TASK BRIEF.
Skip the pictures and quote all of the lines exactly.

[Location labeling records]

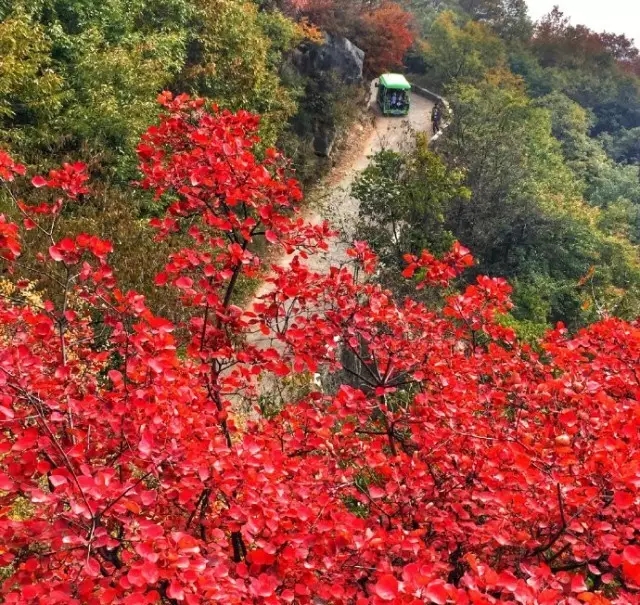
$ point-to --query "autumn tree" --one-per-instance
(460, 52)
(387, 35)
(455, 465)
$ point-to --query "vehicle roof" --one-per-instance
(396, 81)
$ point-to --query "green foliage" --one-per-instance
(231, 60)
(402, 203)
(460, 52)
(30, 91)
(525, 218)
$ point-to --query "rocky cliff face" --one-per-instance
(337, 55)
(328, 64)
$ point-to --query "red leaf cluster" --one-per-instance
(450, 463)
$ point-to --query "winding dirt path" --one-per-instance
(336, 204)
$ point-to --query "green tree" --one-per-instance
(458, 52)
(31, 93)
(525, 217)
(403, 199)
(231, 60)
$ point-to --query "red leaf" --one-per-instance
(437, 592)
(184, 282)
(271, 237)
(175, 591)
(578, 584)
(386, 587)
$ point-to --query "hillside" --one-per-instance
(262, 344)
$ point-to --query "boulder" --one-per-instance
(326, 65)
(335, 54)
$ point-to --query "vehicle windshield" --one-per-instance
(398, 99)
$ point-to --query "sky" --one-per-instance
(616, 16)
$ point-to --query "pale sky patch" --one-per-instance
(614, 16)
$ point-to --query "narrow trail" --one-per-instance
(336, 205)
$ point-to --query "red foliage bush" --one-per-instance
(453, 464)
(387, 36)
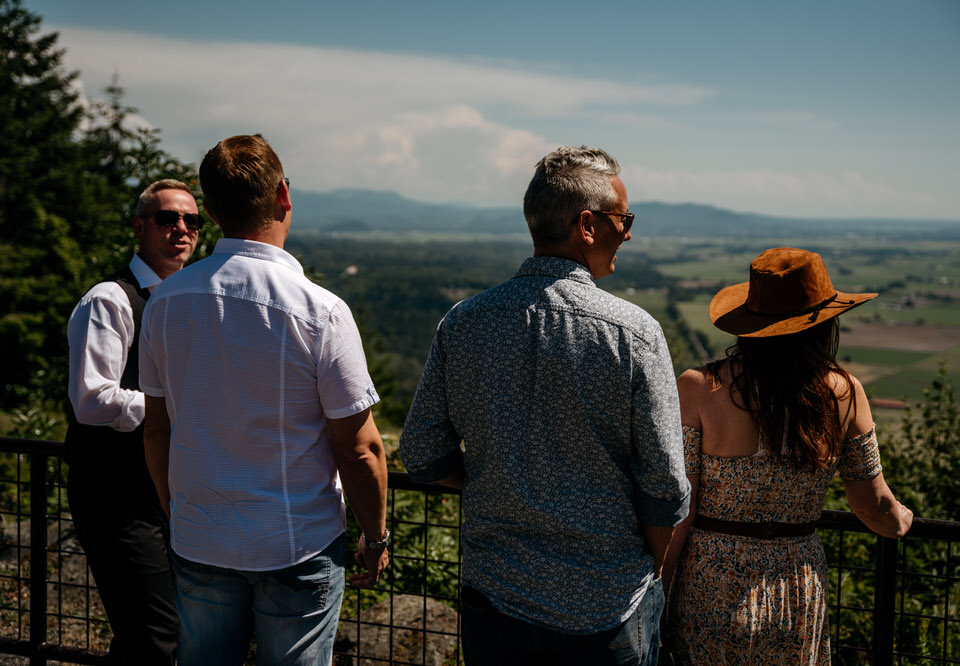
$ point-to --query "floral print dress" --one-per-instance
(746, 600)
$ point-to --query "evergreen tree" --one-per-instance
(69, 179)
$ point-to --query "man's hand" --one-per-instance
(372, 561)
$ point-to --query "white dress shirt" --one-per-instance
(251, 359)
(100, 332)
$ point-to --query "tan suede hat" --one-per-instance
(789, 291)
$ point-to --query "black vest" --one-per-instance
(100, 454)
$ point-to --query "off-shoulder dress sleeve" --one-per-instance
(860, 457)
(691, 449)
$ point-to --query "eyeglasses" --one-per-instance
(169, 219)
(626, 218)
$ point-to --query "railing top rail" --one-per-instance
(923, 528)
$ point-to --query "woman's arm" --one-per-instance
(680, 536)
(871, 499)
(874, 504)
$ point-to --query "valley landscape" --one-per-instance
(402, 264)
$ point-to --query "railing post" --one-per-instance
(884, 602)
(38, 557)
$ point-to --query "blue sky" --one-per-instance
(825, 109)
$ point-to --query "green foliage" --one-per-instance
(923, 465)
(69, 178)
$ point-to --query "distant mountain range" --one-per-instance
(361, 211)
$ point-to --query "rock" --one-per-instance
(408, 634)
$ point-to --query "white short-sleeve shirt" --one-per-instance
(252, 359)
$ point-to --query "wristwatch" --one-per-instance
(377, 545)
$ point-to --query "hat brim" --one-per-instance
(728, 312)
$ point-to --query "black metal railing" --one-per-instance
(890, 602)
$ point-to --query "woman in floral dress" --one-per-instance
(765, 430)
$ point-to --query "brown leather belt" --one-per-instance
(756, 530)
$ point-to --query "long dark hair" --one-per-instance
(783, 382)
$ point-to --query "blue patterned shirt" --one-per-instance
(565, 399)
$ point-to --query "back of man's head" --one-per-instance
(566, 182)
(239, 178)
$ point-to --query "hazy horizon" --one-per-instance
(829, 110)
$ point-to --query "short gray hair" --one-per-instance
(566, 182)
(166, 184)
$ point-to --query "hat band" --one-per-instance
(813, 311)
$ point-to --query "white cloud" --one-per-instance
(441, 129)
(341, 118)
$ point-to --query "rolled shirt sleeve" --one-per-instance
(100, 332)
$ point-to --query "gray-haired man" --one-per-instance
(115, 510)
(572, 467)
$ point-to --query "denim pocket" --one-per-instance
(302, 588)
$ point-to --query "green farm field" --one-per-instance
(894, 343)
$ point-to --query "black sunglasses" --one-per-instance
(626, 218)
(169, 218)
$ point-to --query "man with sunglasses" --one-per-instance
(116, 513)
(571, 461)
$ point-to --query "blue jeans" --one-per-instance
(491, 638)
(293, 611)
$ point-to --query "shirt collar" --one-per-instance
(146, 276)
(258, 250)
(555, 267)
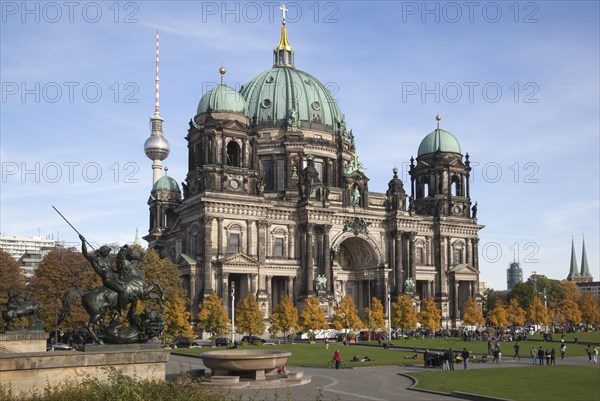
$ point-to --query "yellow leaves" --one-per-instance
(285, 316)
(404, 316)
(248, 316)
(430, 316)
(312, 317)
(498, 317)
(472, 313)
(375, 317)
(213, 316)
(346, 316)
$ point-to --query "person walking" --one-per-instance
(337, 358)
(563, 349)
(541, 356)
(451, 359)
(516, 348)
(465, 355)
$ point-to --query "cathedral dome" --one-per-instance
(274, 93)
(222, 98)
(166, 184)
(439, 140)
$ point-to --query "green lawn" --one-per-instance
(316, 355)
(520, 383)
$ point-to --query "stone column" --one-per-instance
(398, 255)
(225, 290)
(291, 242)
(254, 283)
(244, 153)
(249, 238)
(455, 300)
(262, 241)
(310, 274)
(412, 252)
(327, 259)
(269, 285)
(207, 261)
(220, 237)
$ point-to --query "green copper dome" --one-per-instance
(222, 98)
(274, 93)
(167, 184)
(439, 140)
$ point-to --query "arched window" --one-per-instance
(233, 154)
(455, 186)
(234, 239)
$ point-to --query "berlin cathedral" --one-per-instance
(275, 201)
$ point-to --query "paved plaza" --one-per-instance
(378, 383)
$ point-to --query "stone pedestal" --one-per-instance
(34, 371)
(22, 341)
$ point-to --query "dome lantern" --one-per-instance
(283, 54)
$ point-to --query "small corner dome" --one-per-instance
(166, 184)
(439, 140)
(222, 98)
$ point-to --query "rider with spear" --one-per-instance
(109, 277)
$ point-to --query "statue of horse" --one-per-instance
(19, 305)
(102, 300)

ANSWER FOR THIS EXERCISE.
$ point-to --query "autumn tree" --one-per-instance
(460, 52)
(387, 35)
(455, 465)
$ point-to --query "vehicle roof" --one-per-instance
(396, 81)
$ point-to --query "green foliage" --one-per-instance
(231, 60)
(402, 203)
(460, 52)
(30, 91)
(525, 218)
$ point-to --query "rocky cliff face" --one-per-instance
(337, 55)
(328, 64)
$ point-to --query "red leaf cluster" --one-per-instance
(450, 463)
$ point-to --query "winding dirt path" --one-per-instance
(336, 204)
$ point-to --query "green tree" --one-per-instance
(458, 52)
(31, 93)
(525, 217)
(403, 199)
(231, 60)
$ point-to --query "red leaf" --one-per-instance
(437, 592)
(184, 282)
(271, 237)
(175, 591)
(578, 584)
(386, 587)
$ point-to --query "hillside" --one-per-instance
(262, 344)
$ point-to --query "boulder" --one-per-instance
(326, 65)
(335, 54)
$ point-to --query "vehicle windshield" --one-per-instance
(398, 99)
$ point-to --query "sky" --one-per-instance
(616, 16)
$ point-to --query "pale sky patch" --one-per-instance
(614, 16)
$ point-to --query "narrow trail" --one-per-instance
(336, 205)
$ point-to --query "red foliage bush" --one-per-instance
(453, 464)
(387, 36)
$ point-to --query "floral print dress" --one-per-instance
(746, 600)
$ point-to --query "evergreen tree" --one-per-instance
(69, 179)
$ point-to --query "man's hand" --one-per-instance
(372, 561)
$ point-to --query "white dress shirt" --one-per-instance
(251, 359)
(100, 332)
$ point-to --query "tan suede hat" --one-per-instance
(789, 291)
$ point-to --query "black vest" --one-per-instance
(100, 454)
$ point-to --query "off-shoulder dress sleeve" --one-per-instance
(860, 457)
(691, 449)
$ point-to --query "eyeglasses" --one-per-instance
(169, 219)
(626, 218)
$ point-to --query "railing top rail" --one-per-instance
(923, 528)
$ point-to --query "woman's arm" --one-per-instance
(680, 536)
(871, 499)
(874, 504)
$ point-to --query "valley landscape" --one-per-instance
(402, 264)
$ point-to --query "railing post" --one-per-instance
(884, 602)
(38, 557)
$ point-to --query "blue sky" --one-per-instance
(825, 109)
$ point-to --query "green foliage" --one-per-instance
(923, 465)
(69, 178)
$ point-to --query "distant mountain range" --one-per-instance
(361, 211)
$ point-to --query "rock" --one-per-instance
(408, 634)
$ point-to --query "white short-sleeve shirt" --one-per-instance
(252, 359)
$ point-to --query "wristwatch" --one-per-instance
(377, 545)
$ point-to --query "hat brim" --one-per-instance
(728, 312)
$ point-to --query "black metal railing" --one-per-instance
(890, 602)
$ point-to --query "woman in floral dress" --one-per-instance
(765, 430)
$ point-to --query "brown leather belt" --one-per-instance
(756, 530)
$ point-to --query "long dark hair" --one-per-instance
(783, 382)
$ point-to --query "blue patterned shirt" --one-per-instance
(565, 399)
$ point-to --query "back of man's head" --one-per-instance
(566, 182)
(239, 178)
$ point-to --query "hazy horizon" --one-per-instance
(829, 110)
$ point-to --query "short gray hair" --one-per-instance
(566, 182)
(166, 184)
$ point-to --query "hat band" --one-per-instance
(813, 311)
$ point-to --query "white cloud" --one-per-instance
(441, 129)
(341, 118)
$ point-to --query "rolled shirt sleeve" --one-per-instance
(100, 332)
$ point-to --query "gray-haired man" --one-per-instance
(115, 510)
(572, 467)
$ point-to --query "denim pocket" --one-per-instance
(302, 588)
$ point-to --query "green farm field" --one-per-instance
(894, 343)
$ point-to --query "black sunglasses" --one-per-instance
(626, 218)
(169, 218)
$ point-to --query "man with sunglasses" --one-per-instance
(116, 513)
(571, 461)
$ point-to --query "blue jeans" --one-per-instance
(491, 638)
(293, 611)
$ point-to --query "shirt collar" --one-per-instance
(146, 276)
(258, 250)
(555, 267)
$ point-to --query "yellow leaves" --one-per-instance
(285, 316)
(404, 316)
(248, 316)
(430, 316)
(312, 317)
(498, 317)
(472, 313)
(375, 317)
(213, 316)
(346, 316)
$ point-to --query "person walking" --one-per-instance
(337, 358)
(563, 349)
(541, 356)
(451, 359)
(516, 348)
(465, 355)
$ point-to --query "cathedral dome" --one-per-instance
(274, 93)
(222, 98)
(166, 184)
(439, 140)
$ point-to --query "green lawn" --one-per-instance
(316, 355)
(520, 383)
$ point-to --query "stone column" --one-per-instance
(398, 255)
(225, 290)
(291, 242)
(254, 283)
(244, 153)
(249, 238)
(455, 300)
(262, 241)
(310, 274)
(412, 252)
(327, 259)
(269, 285)
(207, 261)
(220, 237)
$ point-to --query "green copper dome" --one-per-instance
(222, 98)
(274, 93)
(167, 184)
(439, 140)
$ point-to --query "arched window" --one-per-instance
(233, 154)
(455, 186)
(234, 239)
$ point-to --query "berlin cathedral" --one-per-instance
(275, 201)
$ point-to --query "paved plaza" --one-per-instance
(378, 383)
$ point-to --query "stone pedestal" --one-per-instance
(34, 371)
(22, 341)
$ point-to --query "dome lantern" --one-per-instance
(283, 54)
$ point-to --query "small corner dome" --one-per-instance
(166, 184)
(439, 140)
(222, 98)
$ point-to --query "rider with spear" --one-per-instance
(109, 277)
$ point-to --query "statue of horse" --one-per-instance
(19, 305)
(102, 300)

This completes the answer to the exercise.